▼

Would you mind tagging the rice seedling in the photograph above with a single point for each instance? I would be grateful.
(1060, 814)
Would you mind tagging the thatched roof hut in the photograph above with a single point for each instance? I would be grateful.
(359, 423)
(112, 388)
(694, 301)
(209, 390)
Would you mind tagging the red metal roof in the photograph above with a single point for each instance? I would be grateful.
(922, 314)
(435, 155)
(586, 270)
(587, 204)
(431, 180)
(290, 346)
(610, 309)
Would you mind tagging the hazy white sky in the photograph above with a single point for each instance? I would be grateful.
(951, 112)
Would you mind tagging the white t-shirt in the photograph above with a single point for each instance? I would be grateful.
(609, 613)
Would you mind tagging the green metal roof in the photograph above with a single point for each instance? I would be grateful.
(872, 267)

▲

__Exercise directions__. Return every line of the listing above verbatim, in its original order.

__Task solution__.
Would you mind tagging the rice seedling in the photograph above with a single point for each instance? I would be grateful.
(1060, 814)
Would you mind tagging the thatched roof hut in the photograph above with a single point for each instance? I would be grateful.
(359, 423)
(112, 388)
(694, 301)
(209, 390)
Would you mind tagging the red metal roof in the photograph above with a single point for each instance? I would be grateful.
(922, 314)
(435, 155)
(586, 270)
(587, 204)
(431, 180)
(290, 346)
(610, 309)
Would you mind tagging the hazy white sky in the photograph above with a single point for each instance? I would be grateful.
(951, 112)
Would you mind tagging the white t-shirt in the photograph above with a single point for each instance? I would be grateful.
(609, 613)
Would you mind tagging the green metal roof in the photograph above with a single point for each instance? I would be grateful.
(872, 267)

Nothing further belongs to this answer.